→ What is expected
Reproduce the data below word for word, omitting the pictures.

→ Records for the exercise
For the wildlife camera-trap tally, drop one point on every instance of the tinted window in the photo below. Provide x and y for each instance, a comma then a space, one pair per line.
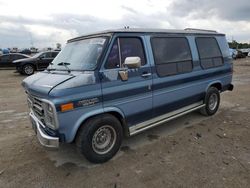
209, 51
17, 56
54, 54
5, 58
171, 55
46, 55
113, 58
129, 47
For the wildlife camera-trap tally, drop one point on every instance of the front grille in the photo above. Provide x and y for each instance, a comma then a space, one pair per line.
37, 107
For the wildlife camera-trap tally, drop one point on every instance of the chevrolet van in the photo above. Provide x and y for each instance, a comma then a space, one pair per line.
107, 85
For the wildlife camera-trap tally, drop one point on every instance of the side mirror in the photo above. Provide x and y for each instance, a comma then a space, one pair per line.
132, 62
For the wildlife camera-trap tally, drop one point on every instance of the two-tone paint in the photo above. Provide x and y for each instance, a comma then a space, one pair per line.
143, 101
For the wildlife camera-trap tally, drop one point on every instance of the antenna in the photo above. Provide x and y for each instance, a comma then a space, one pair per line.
205, 30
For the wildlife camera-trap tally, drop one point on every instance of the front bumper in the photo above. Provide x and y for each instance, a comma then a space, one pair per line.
44, 139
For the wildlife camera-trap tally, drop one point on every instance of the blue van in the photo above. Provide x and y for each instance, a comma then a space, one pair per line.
107, 85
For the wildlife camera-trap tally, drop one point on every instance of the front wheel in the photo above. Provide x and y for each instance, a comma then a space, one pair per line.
212, 102
100, 138
28, 69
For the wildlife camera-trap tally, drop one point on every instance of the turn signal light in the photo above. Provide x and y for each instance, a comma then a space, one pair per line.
66, 107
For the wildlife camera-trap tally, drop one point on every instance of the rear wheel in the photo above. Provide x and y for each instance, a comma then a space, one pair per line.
100, 138
212, 102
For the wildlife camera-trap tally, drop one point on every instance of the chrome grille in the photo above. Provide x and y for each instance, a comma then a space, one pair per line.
36, 106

→ Result
For the wildlife camera-trap tally, drop one point on every instance of the tinted window in the photo below. Provide x and y for each instance, a comma then a space, one pair per line.
209, 51
17, 56
54, 54
5, 58
171, 55
46, 55
113, 58
129, 47
For the wildlife camera-trap tally, drop one point on every instance of the front grille in the photo above. Provide x and y for each instance, a comma then a space, one pair per line.
37, 107
For the wildlife camera-trap tally, drop one point on every instance of the chevrolet van in the photo above. Provide x and y for each instance, a comma then a space, one pair per line.
107, 85
For the wildlife camera-trap tally, drop one point on every instance of the side mirror in the photo above. Provide x and y for each instance, a comma then a space, one pair per line.
132, 62
For the wildlife camera-trap tally, drop one point on every instance of the two-tone paint in the photo above. Provide x and y for each instance, a comma then a space, one pair per line.
143, 101
For the wildlife camera-trap tally, drop one point on every instance of the antenna in the photo above. Provide x and y for each instance, a comma then a space, one pair per line.
205, 30
For the wildlife camera-trap tally, drop one point on every instance of the front bumper in the photo above. Provide x and y for each instance, a comma then a space, one pair per line.
44, 139
For the wildlife camera-trap tally, drop one point on every instance of the blue van in the photo above. Provide x and y for each instance, a comma then a space, one pair per line.
107, 85
For the wildlife camera-trap tally, drop one point on every instance of the front wheel in the photo above. Provide x and y for each instance, a comma then a space, one pair per line.
212, 102
100, 138
28, 69
For the wildlife camera-trap tally, drop one point on every instance of the turn signal light in the photo above. Provide x and y for each instance, a comma then a space, one pair per line.
66, 107
For the wildlife camera-trap tally, drop one point on every instance of the rear wheel in the photo above. Provide x and y for each instance, a comma then a space, one pair per line.
100, 138
212, 102
For the wildlife camera-trap tally, drop one point on every instance of the chrome grille in the photo above. Provide x and y for each instance, a comma then a space, one pair per line.
36, 106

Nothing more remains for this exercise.